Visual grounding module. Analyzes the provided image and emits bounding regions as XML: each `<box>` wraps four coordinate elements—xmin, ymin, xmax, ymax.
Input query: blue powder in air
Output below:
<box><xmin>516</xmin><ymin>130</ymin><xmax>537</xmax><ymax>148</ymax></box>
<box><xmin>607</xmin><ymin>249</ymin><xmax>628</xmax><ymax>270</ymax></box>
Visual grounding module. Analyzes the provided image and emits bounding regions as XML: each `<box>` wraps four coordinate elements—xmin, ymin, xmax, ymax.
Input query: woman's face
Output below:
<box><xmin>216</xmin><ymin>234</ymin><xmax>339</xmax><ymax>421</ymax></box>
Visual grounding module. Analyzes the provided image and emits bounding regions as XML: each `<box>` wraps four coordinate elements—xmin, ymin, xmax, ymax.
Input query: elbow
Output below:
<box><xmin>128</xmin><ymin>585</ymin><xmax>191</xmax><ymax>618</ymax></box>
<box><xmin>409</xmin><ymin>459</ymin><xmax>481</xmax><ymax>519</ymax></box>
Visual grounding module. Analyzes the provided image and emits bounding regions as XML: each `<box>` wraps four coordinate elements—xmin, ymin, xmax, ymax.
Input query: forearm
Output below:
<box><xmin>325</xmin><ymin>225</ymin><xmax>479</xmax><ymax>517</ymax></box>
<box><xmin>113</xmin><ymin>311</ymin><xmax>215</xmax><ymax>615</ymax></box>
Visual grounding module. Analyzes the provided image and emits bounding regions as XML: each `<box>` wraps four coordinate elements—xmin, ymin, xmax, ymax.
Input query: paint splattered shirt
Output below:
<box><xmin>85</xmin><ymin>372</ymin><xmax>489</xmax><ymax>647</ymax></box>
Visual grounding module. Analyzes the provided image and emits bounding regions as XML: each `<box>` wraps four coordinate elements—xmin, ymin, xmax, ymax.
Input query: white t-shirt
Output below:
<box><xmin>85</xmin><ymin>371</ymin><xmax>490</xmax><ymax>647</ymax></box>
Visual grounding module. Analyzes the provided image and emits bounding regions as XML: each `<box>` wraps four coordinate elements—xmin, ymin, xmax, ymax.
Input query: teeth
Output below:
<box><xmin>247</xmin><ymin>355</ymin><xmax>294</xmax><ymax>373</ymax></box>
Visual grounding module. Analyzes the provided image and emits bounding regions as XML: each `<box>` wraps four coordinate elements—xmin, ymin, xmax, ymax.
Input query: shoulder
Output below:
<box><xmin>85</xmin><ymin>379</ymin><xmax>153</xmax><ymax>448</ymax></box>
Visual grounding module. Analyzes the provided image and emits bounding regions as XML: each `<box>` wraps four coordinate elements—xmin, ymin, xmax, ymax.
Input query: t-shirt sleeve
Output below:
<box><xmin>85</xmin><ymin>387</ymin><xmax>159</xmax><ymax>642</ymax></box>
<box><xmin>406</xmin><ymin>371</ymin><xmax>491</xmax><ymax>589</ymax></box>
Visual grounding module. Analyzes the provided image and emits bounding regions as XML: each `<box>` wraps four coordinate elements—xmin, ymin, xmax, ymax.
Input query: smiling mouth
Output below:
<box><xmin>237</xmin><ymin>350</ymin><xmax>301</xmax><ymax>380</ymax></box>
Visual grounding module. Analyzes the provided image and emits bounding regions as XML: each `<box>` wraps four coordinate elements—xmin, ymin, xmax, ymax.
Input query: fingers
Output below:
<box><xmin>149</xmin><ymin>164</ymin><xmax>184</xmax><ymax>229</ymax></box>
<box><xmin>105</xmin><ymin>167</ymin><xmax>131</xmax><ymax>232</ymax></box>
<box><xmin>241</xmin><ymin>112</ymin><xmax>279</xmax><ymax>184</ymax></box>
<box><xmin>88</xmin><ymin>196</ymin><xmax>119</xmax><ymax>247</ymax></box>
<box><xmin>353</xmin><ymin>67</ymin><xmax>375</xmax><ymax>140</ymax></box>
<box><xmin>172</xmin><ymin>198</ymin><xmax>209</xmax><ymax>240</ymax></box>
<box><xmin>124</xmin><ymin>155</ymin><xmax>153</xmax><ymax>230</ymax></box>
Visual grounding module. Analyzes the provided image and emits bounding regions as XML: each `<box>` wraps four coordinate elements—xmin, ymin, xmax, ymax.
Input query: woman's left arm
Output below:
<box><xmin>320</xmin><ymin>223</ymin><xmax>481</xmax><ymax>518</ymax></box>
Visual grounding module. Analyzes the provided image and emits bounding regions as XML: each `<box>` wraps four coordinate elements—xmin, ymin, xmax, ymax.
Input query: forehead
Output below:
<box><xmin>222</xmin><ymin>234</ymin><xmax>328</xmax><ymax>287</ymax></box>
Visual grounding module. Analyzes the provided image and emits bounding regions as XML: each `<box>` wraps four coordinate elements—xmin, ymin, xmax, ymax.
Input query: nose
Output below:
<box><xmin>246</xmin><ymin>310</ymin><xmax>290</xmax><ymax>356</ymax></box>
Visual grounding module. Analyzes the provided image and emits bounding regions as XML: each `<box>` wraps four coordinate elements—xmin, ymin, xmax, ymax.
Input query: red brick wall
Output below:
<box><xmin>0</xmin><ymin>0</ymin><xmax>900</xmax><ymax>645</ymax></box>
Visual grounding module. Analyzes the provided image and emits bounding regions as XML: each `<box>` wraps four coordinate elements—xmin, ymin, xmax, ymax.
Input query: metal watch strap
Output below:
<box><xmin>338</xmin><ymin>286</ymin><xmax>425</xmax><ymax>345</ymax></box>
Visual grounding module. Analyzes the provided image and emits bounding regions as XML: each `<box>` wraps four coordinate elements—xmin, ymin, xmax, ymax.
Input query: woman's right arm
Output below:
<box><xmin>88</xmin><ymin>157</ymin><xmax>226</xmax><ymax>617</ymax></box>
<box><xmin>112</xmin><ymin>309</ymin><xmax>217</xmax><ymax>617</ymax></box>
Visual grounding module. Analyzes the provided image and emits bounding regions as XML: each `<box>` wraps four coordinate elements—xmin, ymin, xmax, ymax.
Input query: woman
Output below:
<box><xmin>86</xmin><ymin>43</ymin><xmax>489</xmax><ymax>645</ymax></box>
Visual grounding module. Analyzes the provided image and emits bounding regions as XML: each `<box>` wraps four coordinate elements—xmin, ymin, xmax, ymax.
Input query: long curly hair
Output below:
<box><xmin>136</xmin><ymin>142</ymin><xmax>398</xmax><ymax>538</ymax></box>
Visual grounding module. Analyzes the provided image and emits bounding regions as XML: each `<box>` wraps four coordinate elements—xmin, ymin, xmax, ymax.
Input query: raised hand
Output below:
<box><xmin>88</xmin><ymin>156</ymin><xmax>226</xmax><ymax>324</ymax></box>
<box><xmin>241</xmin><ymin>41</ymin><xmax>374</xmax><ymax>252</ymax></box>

- - -

Requirements - List each line from the items above that contains the string "woman", treating uppercase and lowercase as different.

Answer to the task -
Input query: woman's face
Input query: woman's left arm
Input query: woman's right arm
Input query: woman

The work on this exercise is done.